_ACTION ITEM A_
In the archaeology passage, how many small cells for fighters did the gladiator compound contain?
_ACTION ITEM B_
Please reproduce the archaeology passage from "Four teardrop-shaped hand-axes" up to and including "distinctive chiselled edges.".
_ACTION ITEM C_
Carry on writing the archaeology passage after its final sentence.

_PROVIDED PASSAGE_
--------------------------------
Archaeologists believe they have uncovered the remains of a large school for Roman gladiators just east of the Austrian capital of Vienna. Radar imagery of the remains has revealed thick walls surrounding the compound, which contained 40 small cells for fighters, as well as a training section and a large bathing area. Radar scans have also revealed what archaeologists believe may have been a cemetery for those killed during training. It is thought that the school was once part of a major Roman military and trade outpost some 1,700 years ago, and home to around 50,000 people. One distinctive find highlighted by the radar images is a thick wooden post in the middle of the training area, thought to have been used by gladiators as a practice enemy.
Four teardrop-shaped hand-axes created around 1.76 million years ago have been discovered near Lake Turkana in northwest Kenya – dating back to around 350,000 years earlier than previous finds of the same ilk. Described by some scientists as the ‘Swiss army knife of the Stone Age’, the tools are thought to have been used for a range of tasks such as chopping wood and cutting up meat. Experts believe the tools were created by our human ancestor Homo erectus, a species that ranged across Africa and Asia until they became extinct around 70,000 years ago. The tools fall into the category of Acheulian technology, since they are larger and heavier than the pebble-choppers that would have been used previously, and also boast distinctive chiselled edges.
--------------------------------
Stored data entries
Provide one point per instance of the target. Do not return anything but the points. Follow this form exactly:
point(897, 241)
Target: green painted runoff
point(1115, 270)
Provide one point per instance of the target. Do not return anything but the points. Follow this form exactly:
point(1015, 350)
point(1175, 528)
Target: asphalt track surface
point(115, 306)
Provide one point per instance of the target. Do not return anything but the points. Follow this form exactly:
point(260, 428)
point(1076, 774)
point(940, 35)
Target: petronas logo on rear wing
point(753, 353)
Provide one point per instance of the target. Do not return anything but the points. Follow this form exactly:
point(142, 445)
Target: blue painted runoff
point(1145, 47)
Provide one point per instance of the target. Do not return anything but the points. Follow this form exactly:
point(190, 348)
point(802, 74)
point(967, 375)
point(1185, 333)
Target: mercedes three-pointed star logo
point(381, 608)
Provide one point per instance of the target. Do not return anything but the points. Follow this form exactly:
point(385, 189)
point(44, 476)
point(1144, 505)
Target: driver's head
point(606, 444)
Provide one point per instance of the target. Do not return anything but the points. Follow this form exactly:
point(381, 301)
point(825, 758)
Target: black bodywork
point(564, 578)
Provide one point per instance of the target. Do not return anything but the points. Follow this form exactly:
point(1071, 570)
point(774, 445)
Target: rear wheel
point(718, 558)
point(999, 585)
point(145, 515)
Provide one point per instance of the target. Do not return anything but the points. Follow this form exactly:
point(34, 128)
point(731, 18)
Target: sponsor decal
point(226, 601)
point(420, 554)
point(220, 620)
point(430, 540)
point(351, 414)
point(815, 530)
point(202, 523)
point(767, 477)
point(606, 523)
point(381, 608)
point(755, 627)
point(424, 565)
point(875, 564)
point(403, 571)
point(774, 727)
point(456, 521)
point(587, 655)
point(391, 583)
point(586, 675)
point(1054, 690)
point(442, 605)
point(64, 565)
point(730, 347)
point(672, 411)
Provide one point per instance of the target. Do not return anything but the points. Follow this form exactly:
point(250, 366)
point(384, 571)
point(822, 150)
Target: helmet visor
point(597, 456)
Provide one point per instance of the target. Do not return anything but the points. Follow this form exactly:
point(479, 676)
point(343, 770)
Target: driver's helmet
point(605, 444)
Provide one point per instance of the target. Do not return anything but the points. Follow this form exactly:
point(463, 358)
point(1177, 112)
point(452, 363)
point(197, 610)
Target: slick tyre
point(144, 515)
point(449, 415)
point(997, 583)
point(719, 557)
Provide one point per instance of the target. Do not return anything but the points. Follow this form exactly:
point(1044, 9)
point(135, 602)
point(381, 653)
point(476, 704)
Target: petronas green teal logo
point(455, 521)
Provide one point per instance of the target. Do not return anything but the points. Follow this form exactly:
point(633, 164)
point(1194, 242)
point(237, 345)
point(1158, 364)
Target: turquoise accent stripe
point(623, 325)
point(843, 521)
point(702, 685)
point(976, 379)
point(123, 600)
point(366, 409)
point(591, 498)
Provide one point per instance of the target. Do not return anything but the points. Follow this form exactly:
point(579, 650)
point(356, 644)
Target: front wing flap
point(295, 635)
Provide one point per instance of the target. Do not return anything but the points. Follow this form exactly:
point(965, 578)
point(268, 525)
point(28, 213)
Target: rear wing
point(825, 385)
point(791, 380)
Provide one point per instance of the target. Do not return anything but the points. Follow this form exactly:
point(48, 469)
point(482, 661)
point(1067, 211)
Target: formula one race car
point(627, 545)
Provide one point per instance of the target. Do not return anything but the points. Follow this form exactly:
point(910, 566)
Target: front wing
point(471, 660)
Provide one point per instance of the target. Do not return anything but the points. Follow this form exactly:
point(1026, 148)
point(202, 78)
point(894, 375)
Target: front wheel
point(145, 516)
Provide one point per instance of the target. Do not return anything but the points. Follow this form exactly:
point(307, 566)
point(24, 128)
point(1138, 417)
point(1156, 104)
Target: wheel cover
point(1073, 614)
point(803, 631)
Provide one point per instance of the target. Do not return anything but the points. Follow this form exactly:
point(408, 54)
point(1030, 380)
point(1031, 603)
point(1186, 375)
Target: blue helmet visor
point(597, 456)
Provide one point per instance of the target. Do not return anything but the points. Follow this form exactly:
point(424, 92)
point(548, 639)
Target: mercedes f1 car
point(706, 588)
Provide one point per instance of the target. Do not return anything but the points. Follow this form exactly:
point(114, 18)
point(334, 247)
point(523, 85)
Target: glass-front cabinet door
--------------------------------
_RESPONSE BOX A_
40

_RESPONSE BOX B_
Four teardrop-shaped hand-axes created around 1.76 million years ago have been discovered near Lake Turkana in northwest Kenya – dating back to around 350,000 years earlier than previous finds of the same ilk. Described by some scientists as the ‘Swiss army knife of the Stone Age’, the tools are thought to have been used for a range of tasks such as chopping wood and cutting up meat. Experts believe the tools were created by our human ancestor Homo erectus, a species that ranged across Africa and Asia until they became extinct around 70,000 years ago. The tools fall into the category of Acheulian technology, since they are larger and heavier than the pebble-choppers that would have been used previously, and also boast distinctive chiselled edges.

_RESPONSE BOX C_
Intensive excavation of Ham Hill in Somerset, Britain’s largest Iron Age hill fort, has revealed a main road and enclosures with round houses, suggesting that the site was a town rather than a defensive structure, according to archaeologists. Ham Hill stretches across 80 hilltop acres and was once home to the Durotriges tribe that was subdued by the Romans in AD 45, two years after the Roman invasion. An initial dig at the site this summer has uncovered human remains, including one full skeleton and the bones of a dog, as well as tools and pottery. Three more excavations at the site are planned over the next three years.
A huge model of Nonsuch Palace, Surrey, built by Henry VIII in 1538, has been created thanks to years of research by an Oxford professor. The palace was destroyed by a mistress of Charles II between 1682 and 1690, but painstaking analysis of contemporary illustrations, archaeological evidence, written sources, and surviving fragments of stucco and slate, has allowed Professor Biddle, emeritus professor of medieval archaeology at Oxford University, to create an accurate evaluation of what the building looked like.
Examinations of 340 skeletons from three 18th and 19th-century Royal Navy graveyards have revealed evidence of scurvy and infected wounds, according to archaeologists at Oxford University. The bones, which were excavated from sites in Greenwich, Gosport and Plymouth, also revealed that more than six per cent of sailors in Nelson’s navy were amputees, many of whom had died as a result of operations that went wrong. Evidence of syphilis, ulcers, serious tooth infections and possible malaria were also revealed, while examination of the remains of an 11-year-old boy suggested that he may have been a ‘powder monkey’, transporting ammunition to gunners.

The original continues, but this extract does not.